Dataset entries:
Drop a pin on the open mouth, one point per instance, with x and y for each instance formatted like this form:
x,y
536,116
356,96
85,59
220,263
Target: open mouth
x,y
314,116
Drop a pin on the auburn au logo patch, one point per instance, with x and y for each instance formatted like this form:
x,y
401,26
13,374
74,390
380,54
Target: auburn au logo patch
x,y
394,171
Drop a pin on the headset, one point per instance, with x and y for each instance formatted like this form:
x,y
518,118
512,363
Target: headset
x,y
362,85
* * *
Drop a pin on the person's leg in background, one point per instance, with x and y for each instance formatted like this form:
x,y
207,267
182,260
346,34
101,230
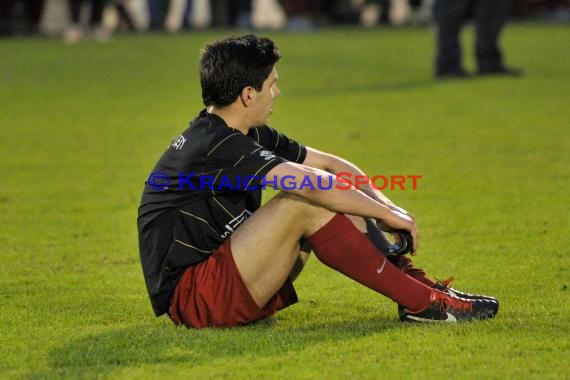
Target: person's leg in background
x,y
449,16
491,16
--
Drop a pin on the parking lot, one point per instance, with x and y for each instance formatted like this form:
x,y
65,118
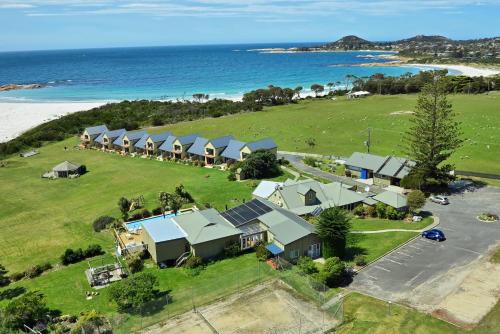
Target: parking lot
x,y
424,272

# [ABOUT THIS TASK]
Within the records above, count the lines that hold the word "form" and give only that number.

# [WRITTEN SOLUTION]
5